Страница:
ВКонтакте
Электронный литературный журнал. Выходит один раз в месяц. Основан в апреле 2014 г.
№ 224 декабрь 2024 г.
» » Александр Вергелис. МИХАЛКОВ КАК ЗЕРКАЛО РУССКОЙ РЕВОЛЮЦИИ

Александр Вергелис. МИХАЛКОВ КАК ЗЕРКАЛО РУССКОЙ РЕВОЛЮЦИИ


О фильме «Солнечный удар»

«Не для меня придет весна…», - тихонько поет за кадром голос Никиты Михалкова. Звучит та самая песня, которую так мучительно не мог вспомнить главный герой замечательного михалковского фильма «Пять вечеров». Спустя десятилетия старинный романс, измененный до неузнаваемости и превратившийся в «казачью народную» песню, как бы вспомнился и зазвучал, да еще в исполнении режиссера. «Не для меня Дон разольется…», - выводит знакомый голос за кадром. Титры. Позади диалоги и монологи, позади бесконечная череда лиц, эпизодов, картин. Утомленные трехчасовым «Солнечным ударом» зрители выходят из кинозала в молчании. Если они чувствуют то же, что чувствую я, это молчание - признак когнитивного диссонанса.
«Википедия» поясняет: когнитивный диссонанс есть «состояние психического дискомфорта индивида, вызванное столкновением в его сознании конфликтующих представлений: идей, верований, ценностей или эмоциональных реакций». Впасть в это состояние есть от чего.
В целом фильм воспринимается как апология русской революции и окончательный приговор светлому мифу о дореволюционной России. Смею предположить, что режиссер рассчитывал на полностью противоположный эффект – снова показать «Россию, которую мы потеряли», вызвать у зрителя ностальгическую реакцию, смело соединив при этом эпическое полотно с герметичным лирическим сюжетом. Но гадать об авторском замысле - дело неблагодарное. Куда как уместнее рассуждать о том, что у автора получилось.

Задания для выполнения:
A) В каком фильме Михалкова, судя по статье о «Солнечном ударе», главный герой не мог вспомнить песню «Не для меня придет весна…»?
B) Перепишите из статьи о «Солнечном ударе» отрывок от «В целом фильм» до «у автора получилось.» включительно.
C) Напишите продолжение статьи о «Солнечном ударе», начиная сразу после её последнего предложения.

Извлечённые сведения:
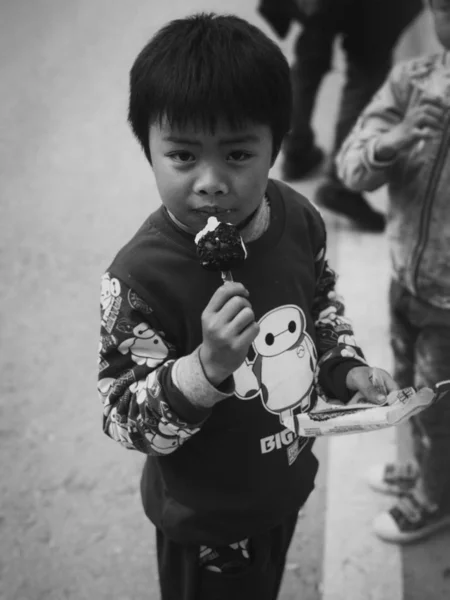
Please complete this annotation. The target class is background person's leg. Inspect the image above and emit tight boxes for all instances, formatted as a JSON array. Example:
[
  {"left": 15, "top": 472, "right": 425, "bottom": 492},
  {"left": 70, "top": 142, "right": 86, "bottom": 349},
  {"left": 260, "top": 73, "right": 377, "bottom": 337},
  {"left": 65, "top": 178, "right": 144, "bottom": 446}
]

Ответы к заданиям:
A) В фильме «Пять вечеров».

B)
В целом фильм воспринимается как апология русской революции и окончательный приговор светлому мифу о дореволюционной России. Смею предположить, что режиссер рассчитывал на полностью противоположный эффект – снова показать «Россию, которую мы потеряли», вызвать у зрителя ностальгическую реакцию, смело соединив при этом эпическое полотно с герметичным лирическим сюжетом. Но гадать об авторском замысле - дело неблагодарное. Куда как уместнее рассуждать о том, что у автора получилось.

C)
А получилось вот что. Фильм, вопреки ожиданиям, говорит зрителю: «Победа советской власти – событие закономерное. Старый мир уничтожил себя сам. И нечего о нем жалеть». В общем, ничего нового - то же самое утверждало и советское историческое кино о революции и Гражданской войне. Радикальное различие в том, что смотря то кино (в том числе фильмы Никиты Михалкова), советский зритель нет-нет, да и воспринимал экранную действительность под иным углом, начиная относиться к тому, многократно проклятому и закономерно гибнущему на его глазах миру царской России если не с симпатией, то с легкой грустью. Массовый советский зритель понимал: всё это проклятое прошлое - оно свое отжило, поросло плесенью и по мудрому велению матери-истории было выброшено в сорную корзину. А все-таки смутно жаль было чего-то советскому зрителю. Жаль недобитую и не сдавшуюся белую сволочь, идущую топиться в финале фильма «Служили два товарища». Жаль жизнелюбивого, лихого и беспутного генерала Чарноту, и даже мрачного вешателя Хлудова из «Бега». Отдельная песня – персонаж фильма «Сорок первый» и герои «Дней Турбиных», которым массовый советский зритель сочувствовал безусловно, невзирая на их классовую чуждость. Даже в ранних советских фильмах, как правило, гротескно или вовсе карикатурно рисовавших «бывших людей», эти лузеры в погонах поздним советским зрителем воспринимались не без сочувствия. Например, идущие в «психическую атаку» каппелевцы в «Чапаеве» (даром что одетые в черную форму не каппелевского, а марковского полка) действительно «красиво идут», и мне, тогда еще вполне советскому ребенку, болевшему за красных и симпатизировавшему артисту Бабочкину в образе Чапая, подспудно хотелось, чтобы этот марш продолжался и никакая Анкина трещотка его не остановила.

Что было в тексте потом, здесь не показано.